Un abandon du changement d'heure aurait un "impact important" sur l'industrie de l'aviation et sur les passagers, selon l'Association internationale du transport aérien (IATA), qui recommande le "statu quo". Si la Commission européenne décide tout de même de supprimer le changement d'heure, elle recommande d'adopter l'heure d'été, et ce dans "l'intégralité des membres de l'Union européenne", sans quoi le transport aérien serait plongé "dans le chaos". Elle demande également qu'on leur laisse le temps d'effectuer une "immense reprogrammation" des vols, notamment pour les long-courriers et pour respecter les couvre-feux en vigueur dans certains aéroports.

Dans les Caraïbes, le passage à l'heure d'été de la métropole fait le bonheur des amateurs de football. "Cela nous permet de suivre les matchs une heure plus tôt. C'est mieux quand on travaille le lendemain", sourit un supporter du PSG.
__________
● **CONSIGNE DE TRAVAIL 1**
Selon le texte sur le changement d'heure, quelle heure l'IATA recommande-t-elle d'adopter si la Commission européenne supprime malgré tout ce changement ?
● **CONSIGNE DE TRAVAIL 2**
Poursuivez le texte sur le changement d'heure après sa dernière phrase.
__________
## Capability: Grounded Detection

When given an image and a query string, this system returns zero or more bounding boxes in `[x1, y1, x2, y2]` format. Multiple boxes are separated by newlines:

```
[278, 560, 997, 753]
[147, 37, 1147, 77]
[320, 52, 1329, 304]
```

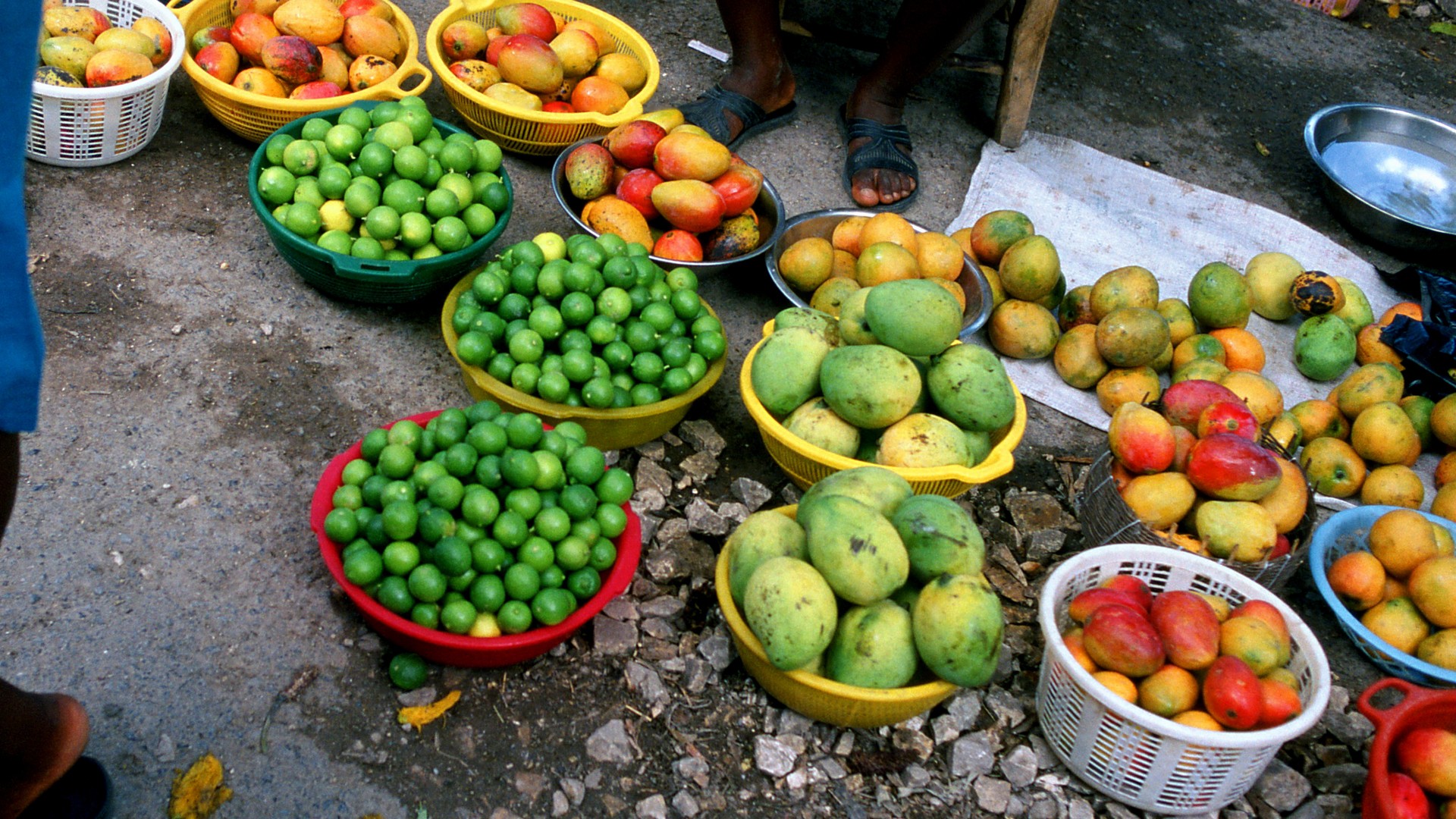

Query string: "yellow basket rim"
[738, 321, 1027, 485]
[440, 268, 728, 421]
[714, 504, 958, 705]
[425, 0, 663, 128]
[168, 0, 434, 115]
__________
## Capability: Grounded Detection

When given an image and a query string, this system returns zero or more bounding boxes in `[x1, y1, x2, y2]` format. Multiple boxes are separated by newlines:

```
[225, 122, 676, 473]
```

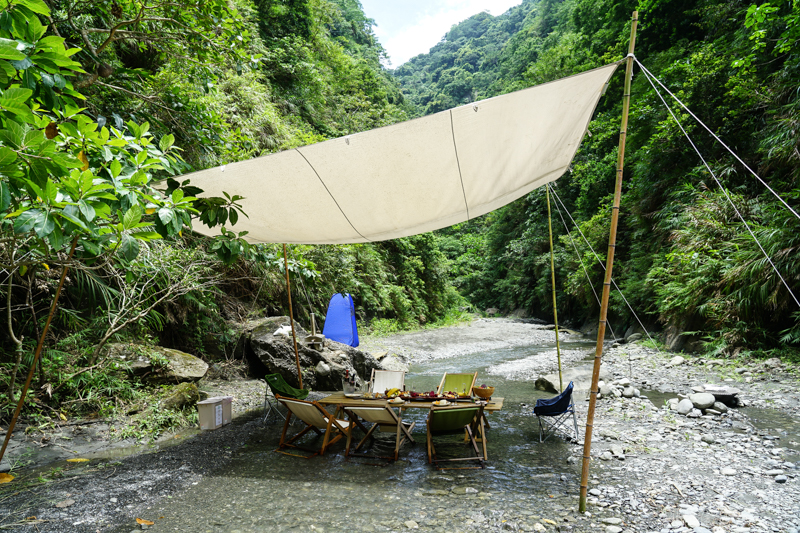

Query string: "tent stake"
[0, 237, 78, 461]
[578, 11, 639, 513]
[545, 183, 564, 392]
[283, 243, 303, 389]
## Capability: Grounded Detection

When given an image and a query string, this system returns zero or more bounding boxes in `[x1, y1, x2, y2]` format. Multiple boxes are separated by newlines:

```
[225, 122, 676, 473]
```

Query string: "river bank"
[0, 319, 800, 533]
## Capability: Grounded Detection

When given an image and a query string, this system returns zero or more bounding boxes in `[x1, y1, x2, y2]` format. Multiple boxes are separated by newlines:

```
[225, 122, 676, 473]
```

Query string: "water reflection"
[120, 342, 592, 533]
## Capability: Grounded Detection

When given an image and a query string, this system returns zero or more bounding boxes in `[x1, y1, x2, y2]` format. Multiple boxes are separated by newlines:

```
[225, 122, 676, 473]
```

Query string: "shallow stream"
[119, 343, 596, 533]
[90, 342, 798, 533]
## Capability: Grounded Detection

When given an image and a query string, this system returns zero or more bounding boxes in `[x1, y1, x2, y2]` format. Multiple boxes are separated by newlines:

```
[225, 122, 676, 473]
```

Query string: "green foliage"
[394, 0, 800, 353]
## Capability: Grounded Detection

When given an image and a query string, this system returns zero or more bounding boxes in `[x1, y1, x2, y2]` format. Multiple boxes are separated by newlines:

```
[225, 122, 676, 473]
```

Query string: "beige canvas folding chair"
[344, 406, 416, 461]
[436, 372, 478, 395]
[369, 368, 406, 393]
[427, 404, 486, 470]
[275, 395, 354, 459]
__________
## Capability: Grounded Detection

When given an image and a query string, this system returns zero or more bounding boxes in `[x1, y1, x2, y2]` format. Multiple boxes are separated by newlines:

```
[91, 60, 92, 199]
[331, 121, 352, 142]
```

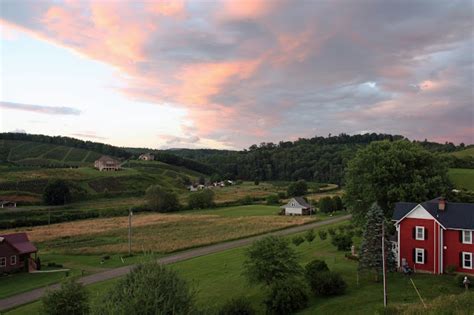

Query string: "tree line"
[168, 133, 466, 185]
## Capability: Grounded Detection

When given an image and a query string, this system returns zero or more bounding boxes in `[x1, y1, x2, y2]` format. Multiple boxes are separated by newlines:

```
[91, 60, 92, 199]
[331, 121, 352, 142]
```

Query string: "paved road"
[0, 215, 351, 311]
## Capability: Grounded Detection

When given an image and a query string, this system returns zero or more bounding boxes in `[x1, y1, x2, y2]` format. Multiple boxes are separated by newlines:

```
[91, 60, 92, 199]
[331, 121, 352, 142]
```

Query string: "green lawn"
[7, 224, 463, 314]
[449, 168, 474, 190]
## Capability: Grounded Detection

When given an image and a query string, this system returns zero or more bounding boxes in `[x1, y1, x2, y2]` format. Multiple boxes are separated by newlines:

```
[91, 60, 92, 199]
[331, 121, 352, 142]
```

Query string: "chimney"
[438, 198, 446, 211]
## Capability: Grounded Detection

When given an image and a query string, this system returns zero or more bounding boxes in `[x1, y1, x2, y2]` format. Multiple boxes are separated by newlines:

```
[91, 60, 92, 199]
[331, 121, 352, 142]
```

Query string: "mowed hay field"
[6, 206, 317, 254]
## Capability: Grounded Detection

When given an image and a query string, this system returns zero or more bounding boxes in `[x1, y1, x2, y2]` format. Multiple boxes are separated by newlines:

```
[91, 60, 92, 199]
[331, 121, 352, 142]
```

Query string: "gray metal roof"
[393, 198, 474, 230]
__________
● **ZONE DE RÉPONSE 1**
L'heure d'été, dans l'intégralité des membres de l'Union européenne.

● **ZONE DE RÉPONSE 2**
Consultations publiques

Durant l'été 2018, une consultation publique sur le changement d’heure a été menée par la Commission européenne : près de 84% des 4,6 millions de répondants se sont déclarés favorables à la suppression du changement d’heure (seules les réponses de Grèce et de Chypre y étaient défavorables)(1). 56% des votants étaient pour conserver l'heure d'été.

En France, une consultation en ligne organisée en février 2019 par la commission des Affaires européennes de l'Assemblée nationale a reçu plus de deux millions de réponses, massivement (83,74%) en faveur de la fin du changement d'heure. 59% étaient favorables à un maintien toute l'année de l'heure d'été (UTC + 2).

Qu'en pensent les différents pays ?

Certains États soutiennent la fin du changement d'horaire comme la Finlande et les pays baltes, des défenseurs de longue date. Mais d'autres pays sont contre, comme le Portugal, adepte du changement d'heure depuis le début du XXe siècle. Il a rappelé lors du débat de décembre ses deux expériences qui ont tourné court, dans les années 1920 (brève adoption de l'heure d'hiver) puis entre 1967 et 1975 (heure d'été).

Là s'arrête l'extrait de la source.